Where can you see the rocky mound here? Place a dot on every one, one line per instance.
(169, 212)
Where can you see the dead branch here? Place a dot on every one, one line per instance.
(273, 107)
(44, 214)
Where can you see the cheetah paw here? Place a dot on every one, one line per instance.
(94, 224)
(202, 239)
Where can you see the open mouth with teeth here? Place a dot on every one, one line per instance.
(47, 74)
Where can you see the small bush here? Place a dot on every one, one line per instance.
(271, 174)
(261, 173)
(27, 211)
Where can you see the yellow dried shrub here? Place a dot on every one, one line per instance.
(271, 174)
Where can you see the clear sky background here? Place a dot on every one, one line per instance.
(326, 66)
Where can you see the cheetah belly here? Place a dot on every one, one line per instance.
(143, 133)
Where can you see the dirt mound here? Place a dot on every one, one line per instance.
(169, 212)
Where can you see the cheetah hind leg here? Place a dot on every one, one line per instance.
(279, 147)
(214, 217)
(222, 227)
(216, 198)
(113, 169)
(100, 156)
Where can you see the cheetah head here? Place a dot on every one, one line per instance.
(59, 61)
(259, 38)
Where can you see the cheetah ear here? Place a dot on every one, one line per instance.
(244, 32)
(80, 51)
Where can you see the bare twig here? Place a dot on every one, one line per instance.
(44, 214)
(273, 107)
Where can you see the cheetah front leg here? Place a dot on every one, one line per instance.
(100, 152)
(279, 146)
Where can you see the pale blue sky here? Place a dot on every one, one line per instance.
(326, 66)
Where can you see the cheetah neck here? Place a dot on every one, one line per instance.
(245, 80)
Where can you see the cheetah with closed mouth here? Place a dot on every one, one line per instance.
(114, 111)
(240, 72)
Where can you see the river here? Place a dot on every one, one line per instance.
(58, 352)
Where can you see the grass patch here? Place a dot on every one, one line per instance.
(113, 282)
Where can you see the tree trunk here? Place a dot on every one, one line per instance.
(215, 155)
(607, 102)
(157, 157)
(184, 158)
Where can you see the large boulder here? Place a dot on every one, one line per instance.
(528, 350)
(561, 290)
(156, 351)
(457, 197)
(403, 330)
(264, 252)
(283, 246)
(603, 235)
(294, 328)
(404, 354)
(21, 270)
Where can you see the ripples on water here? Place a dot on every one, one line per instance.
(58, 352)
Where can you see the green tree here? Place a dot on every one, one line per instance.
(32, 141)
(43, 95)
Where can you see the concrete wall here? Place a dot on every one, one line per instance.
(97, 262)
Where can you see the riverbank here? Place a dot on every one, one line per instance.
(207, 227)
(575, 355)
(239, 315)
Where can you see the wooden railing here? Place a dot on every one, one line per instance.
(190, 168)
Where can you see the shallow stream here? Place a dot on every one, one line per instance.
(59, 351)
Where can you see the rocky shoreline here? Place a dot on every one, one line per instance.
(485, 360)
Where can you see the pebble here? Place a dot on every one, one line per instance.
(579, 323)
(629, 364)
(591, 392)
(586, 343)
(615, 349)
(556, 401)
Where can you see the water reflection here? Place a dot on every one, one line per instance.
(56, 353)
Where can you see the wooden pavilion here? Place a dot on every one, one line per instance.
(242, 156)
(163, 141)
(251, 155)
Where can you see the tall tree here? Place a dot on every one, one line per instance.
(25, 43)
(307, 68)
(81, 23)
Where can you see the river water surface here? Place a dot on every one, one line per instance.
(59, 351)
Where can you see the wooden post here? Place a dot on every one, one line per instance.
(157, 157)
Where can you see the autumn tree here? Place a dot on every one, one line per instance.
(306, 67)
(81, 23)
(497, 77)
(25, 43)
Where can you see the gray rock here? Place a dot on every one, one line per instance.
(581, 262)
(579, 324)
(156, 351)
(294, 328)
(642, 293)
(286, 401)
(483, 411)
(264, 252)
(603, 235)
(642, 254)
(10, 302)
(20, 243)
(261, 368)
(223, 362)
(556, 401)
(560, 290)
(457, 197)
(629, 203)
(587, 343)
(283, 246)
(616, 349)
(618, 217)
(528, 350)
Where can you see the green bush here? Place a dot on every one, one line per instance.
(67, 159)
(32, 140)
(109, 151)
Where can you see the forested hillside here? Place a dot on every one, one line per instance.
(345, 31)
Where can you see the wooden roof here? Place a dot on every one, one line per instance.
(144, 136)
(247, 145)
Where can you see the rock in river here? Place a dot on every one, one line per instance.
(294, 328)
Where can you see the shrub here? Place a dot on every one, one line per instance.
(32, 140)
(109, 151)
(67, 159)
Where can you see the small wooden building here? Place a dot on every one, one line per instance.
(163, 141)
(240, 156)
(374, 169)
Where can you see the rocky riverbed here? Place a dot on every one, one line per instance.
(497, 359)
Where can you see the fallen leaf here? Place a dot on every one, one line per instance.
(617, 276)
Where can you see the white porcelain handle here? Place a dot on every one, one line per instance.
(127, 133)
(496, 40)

------------

WHAT TO WORK ON ::
Put the lines from the one containing "Where can you see the white" through the end of the rows, inclusive, into a Markdown table with the columns No. and Line. Number each line and leave out any blank lines.

FINAL ANSWER ::
| No. | Line |
|---|---|
| 1 | Where can you see the white porcelain handle here? Place a dot on every one, one line per instance. |
| 2 | (127, 133) |
| 3 | (496, 40) |